§ **YOUR GOAL**: Decide whether each statement agrees with the Whipple's disease abstract below, answering yes or no and quoting the deciding words: (a) Thirty-two CSF samples were tested by polymerase chain reaction. (b) Most of the 24 patients presented with neurological symptoms. (c) Four patients converted from positive to negative after antibiotic treatment.

____ DOCUMENT SECTION

Background & aims: Diagnostic procedures in Whipple's disease usually focus on the intestine, but symptomatic central nervous system involvement is a major threat for patients. The aim of this study was to determine the diagnostic value of cerebrospinal fluid (CSF) analysis.
Methods: A total of 39 CSF samples and 2 brain biopsy specimens that were obtained from 24 patients with Whipple's disease at various intervals after diagnosis were examined. Five patients presented with neurological symptoms, 3 of them as relapses after therapy. Thirty-two CSF samples were examined by polymerase chain reaction for Tropheryma whippelli and 20 CSF samples by cytology. Brain biopsy specimens were examined histologically.
Results: Positive results were obtained in 4 of 5 patients (80%) with neurological symptoms, in 7 of 10 patients (70%) without neurological symptoms examined before therapy, and in 3 of 11 patients (27%) without neurological symptoms studied during or after therapy. Conversion from positive to negative was observed in 4 patients after antibiotic treatment.
Conclusions: Testing of CSF in Whipple's disease yields a high rate of positive results, even in patients without neurological symptoms. Examination of CSF is therefore potentially useful for initial staging and for monitoring of the efficiency of therapy.

________
____ RECORDED DATA

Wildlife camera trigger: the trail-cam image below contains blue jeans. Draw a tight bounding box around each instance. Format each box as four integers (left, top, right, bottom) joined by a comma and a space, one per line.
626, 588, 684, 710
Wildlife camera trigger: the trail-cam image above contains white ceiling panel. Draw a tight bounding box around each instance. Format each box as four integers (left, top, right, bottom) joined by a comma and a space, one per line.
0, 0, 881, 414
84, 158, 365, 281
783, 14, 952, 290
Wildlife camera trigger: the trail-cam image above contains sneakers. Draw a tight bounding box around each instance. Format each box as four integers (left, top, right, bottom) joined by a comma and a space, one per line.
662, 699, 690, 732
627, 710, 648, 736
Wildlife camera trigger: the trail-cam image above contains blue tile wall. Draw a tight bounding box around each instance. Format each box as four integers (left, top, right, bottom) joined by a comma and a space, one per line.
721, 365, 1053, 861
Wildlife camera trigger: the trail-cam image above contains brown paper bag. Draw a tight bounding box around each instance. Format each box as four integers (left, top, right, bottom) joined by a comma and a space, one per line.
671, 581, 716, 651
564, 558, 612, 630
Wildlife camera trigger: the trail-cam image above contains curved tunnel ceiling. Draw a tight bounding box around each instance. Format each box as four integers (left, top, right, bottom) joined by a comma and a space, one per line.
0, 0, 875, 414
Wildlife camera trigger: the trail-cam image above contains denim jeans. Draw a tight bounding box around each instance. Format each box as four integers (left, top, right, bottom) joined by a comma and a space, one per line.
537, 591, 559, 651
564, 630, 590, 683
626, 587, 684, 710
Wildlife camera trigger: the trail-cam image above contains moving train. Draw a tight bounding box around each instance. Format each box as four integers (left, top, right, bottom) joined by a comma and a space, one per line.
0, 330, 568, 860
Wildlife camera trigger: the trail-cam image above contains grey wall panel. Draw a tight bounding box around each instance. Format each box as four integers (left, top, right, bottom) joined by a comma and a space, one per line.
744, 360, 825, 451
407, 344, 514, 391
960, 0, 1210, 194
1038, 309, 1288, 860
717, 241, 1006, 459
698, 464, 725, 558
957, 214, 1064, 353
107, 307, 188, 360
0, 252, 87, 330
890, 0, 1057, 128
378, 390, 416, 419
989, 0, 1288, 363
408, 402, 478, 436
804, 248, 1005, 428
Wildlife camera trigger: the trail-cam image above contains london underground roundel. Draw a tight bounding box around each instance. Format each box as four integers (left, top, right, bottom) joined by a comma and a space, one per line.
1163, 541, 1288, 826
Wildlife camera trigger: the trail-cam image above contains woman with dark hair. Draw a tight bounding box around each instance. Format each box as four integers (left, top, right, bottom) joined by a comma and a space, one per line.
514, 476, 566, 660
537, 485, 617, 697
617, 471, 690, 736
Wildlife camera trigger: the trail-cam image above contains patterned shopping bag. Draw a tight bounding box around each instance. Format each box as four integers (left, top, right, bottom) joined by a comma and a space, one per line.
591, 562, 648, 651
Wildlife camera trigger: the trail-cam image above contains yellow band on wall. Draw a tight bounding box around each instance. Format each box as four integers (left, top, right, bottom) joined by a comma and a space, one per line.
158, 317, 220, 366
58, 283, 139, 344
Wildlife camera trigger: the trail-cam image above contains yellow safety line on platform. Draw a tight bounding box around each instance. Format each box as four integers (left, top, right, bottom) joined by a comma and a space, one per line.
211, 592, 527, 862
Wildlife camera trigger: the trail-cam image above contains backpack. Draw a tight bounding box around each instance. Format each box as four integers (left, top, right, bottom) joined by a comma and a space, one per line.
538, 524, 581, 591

________

§ **YOUR RESPONSE**:
(a) Yes: "Thirty-two CSF samples were examined by polymerase chain reaction for Tropheryma whippelli"
(b) No: "Five patients presented with neurological symptoms"
(c) Yes: "Conversion from positive to negative was observed in 4 patients after antibiotic treatment."